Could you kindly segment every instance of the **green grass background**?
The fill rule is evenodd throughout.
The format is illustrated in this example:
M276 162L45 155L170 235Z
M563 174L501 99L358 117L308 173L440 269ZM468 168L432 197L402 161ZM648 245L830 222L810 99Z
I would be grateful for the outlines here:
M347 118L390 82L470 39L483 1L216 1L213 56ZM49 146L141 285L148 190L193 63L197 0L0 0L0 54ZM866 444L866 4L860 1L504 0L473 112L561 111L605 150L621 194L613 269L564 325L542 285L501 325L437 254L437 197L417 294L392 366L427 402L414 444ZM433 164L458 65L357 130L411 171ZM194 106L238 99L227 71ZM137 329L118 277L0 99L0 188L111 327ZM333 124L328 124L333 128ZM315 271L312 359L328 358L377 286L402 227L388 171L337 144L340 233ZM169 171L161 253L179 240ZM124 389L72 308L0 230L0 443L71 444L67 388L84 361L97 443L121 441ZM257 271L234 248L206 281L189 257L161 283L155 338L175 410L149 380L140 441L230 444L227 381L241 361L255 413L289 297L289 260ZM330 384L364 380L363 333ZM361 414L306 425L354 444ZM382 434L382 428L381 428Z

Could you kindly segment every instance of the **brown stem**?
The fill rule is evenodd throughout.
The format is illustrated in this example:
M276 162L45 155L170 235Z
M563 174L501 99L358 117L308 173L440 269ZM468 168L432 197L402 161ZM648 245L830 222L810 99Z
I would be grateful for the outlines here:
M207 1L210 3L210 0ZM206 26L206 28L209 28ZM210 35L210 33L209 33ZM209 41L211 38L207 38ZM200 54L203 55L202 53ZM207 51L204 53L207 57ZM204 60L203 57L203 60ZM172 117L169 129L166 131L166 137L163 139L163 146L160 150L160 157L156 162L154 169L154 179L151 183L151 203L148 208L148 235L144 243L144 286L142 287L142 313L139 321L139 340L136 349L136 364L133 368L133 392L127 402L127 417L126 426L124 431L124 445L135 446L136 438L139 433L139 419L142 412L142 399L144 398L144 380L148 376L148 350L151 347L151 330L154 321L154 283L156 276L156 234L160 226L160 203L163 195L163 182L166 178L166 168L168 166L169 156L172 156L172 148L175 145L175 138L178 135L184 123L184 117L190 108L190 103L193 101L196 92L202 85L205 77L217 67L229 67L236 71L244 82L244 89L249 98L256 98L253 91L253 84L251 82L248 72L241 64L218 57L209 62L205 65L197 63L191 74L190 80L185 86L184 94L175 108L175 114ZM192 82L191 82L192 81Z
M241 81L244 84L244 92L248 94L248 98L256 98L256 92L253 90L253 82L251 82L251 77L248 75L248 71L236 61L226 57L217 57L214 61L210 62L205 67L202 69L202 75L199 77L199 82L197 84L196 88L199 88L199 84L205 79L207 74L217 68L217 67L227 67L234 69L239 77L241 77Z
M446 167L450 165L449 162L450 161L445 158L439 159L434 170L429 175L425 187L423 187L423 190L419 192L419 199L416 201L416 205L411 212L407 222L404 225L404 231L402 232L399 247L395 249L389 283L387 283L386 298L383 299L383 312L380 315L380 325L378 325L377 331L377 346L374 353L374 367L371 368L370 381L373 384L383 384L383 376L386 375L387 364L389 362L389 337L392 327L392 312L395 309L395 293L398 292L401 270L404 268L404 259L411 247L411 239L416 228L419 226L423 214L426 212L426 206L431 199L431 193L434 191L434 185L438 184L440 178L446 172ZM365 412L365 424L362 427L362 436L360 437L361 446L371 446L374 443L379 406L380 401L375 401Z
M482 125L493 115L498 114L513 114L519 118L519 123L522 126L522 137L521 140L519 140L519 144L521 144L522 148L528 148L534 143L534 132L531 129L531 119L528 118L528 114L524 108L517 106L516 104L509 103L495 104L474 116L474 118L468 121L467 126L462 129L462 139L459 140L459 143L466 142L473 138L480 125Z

Problem: Rewrite the material above, replacing "evenodd" with "nonzero" wherever it occurs and leaving everything else unchanged.

Correct answer:
Could you kindly segment every instance of the **green grass background**?
The fill rule is nonzero throughout.
The format is illustrated in this example:
M276 162L45 155L170 235Z
M563 174L501 99L358 117L308 173L440 269ZM468 168L432 197L402 161ZM648 245L830 222L810 99Z
I would be grateful for the outlines here:
M347 118L390 82L470 39L483 1L216 1L213 56ZM49 146L141 285L148 190L193 63L197 0L0 0L0 54ZM866 444L866 4L860 1L504 0L473 112L561 111L605 150L621 194L613 269L564 325L542 285L501 325L437 254L437 197L417 294L392 366L427 402L414 444ZM433 164L458 65L357 130L411 171ZM194 106L238 99L227 71ZM137 329L118 277L0 99L0 188L111 327ZM333 124L328 124L333 128ZM315 271L312 359L328 358L377 286L402 227L388 171L337 144L340 233ZM169 171L161 253L179 240ZM124 389L72 308L0 230L0 443L71 444L67 388L84 361L97 443L121 441ZM257 271L234 248L206 281L189 257L161 283L155 338L175 410L149 380L140 441L230 444L227 381L241 361L255 413L289 297L289 260ZM330 384L364 380L363 333ZM361 414L306 425L354 444ZM382 434L382 428L381 428Z

Could you kindly segment every instance of the **brown stem**?
The fill rule is nonzero throughout.
The format is illustrated in this example:
M276 162L45 155L170 235Z
M563 174L501 99L358 117L308 173L440 269ZM468 168L432 197L402 161ZM648 245L830 222L810 99Z
I would be grateful for the outlines here:
M207 1L210 3L210 0ZM206 26L206 28L209 28ZM210 35L210 33L209 33ZM209 41L211 38L207 38ZM200 54L203 55L202 53ZM207 51L204 53L207 57ZM204 60L203 57L203 60ZM172 117L169 129L166 131L166 137L163 139L163 146L160 150L160 157L156 162L154 169L154 179L151 183L151 203L148 208L148 235L144 243L144 286L142 287L142 313L139 321L139 340L136 349L136 364L133 368L133 392L127 402L127 417L126 426L124 431L124 445L135 446L136 438L139 433L139 419L142 412L142 399L144 398L144 380L148 376L148 350L151 347L151 330L154 321L154 283L156 276L156 234L160 226L160 203L163 195L163 182L166 178L166 168L168 166L169 156L172 156L172 148L175 145L175 138L178 135L184 123L184 117L190 108L190 103L193 101L196 92L202 85L205 77L217 67L229 67L236 71L244 82L244 89L249 98L256 98L253 91L253 84L251 82L248 72L241 64L218 57L209 62L205 65L197 63L191 74L190 80L185 86L184 94L175 108L175 114ZM192 82L191 82L192 81Z
M241 81L244 84L244 92L248 94L248 98L256 98L256 92L253 90L253 82L251 82L251 77L248 75L248 71L236 61L226 57L217 57L214 61L210 62L205 67L202 69L202 75L199 77L199 82L197 84L196 88L199 88L199 84L205 79L207 74L217 68L217 67L227 67L234 69L239 77L241 77Z
M446 167L450 165L449 162L450 161L445 158L439 159L434 170L429 175L425 187L423 187L423 190L419 192L419 199L416 201L416 205L411 212L407 222L404 225L404 231L402 232L399 247L395 249L389 283L387 283L386 298L383 299L383 312L380 315L380 325L378 325L377 331L377 346L374 353L374 367L371 368L370 381L373 384L383 384L383 376L386 375L387 364L389 362L389 337L392 327L392 312L395 309L395 293L398 292L401 270L404 268L404 259L411 247L411 239L416 228L419 226L423 214L426 212L426 206L431 199L431 193L434 191L434 185L438 184L440 178L446 172ZM365 412L365 424L362 427L362 436L360 437L361 446L371 446L374 443L379 406L380 401L375 401Z
M482 125L493 115L498 114L513 114L519 118L519 123L522 126L522 137L521 140L519 140L519 144L521 144L522 148L528 148L534 143L534 132L531 129L531 119L528 118L528 114L524 108L517 106L516 104L509 103L495 104L474 116L474 118L468 121L467 126L462 129L462 139L459 140L459 143L466 142L473 138L480 125Z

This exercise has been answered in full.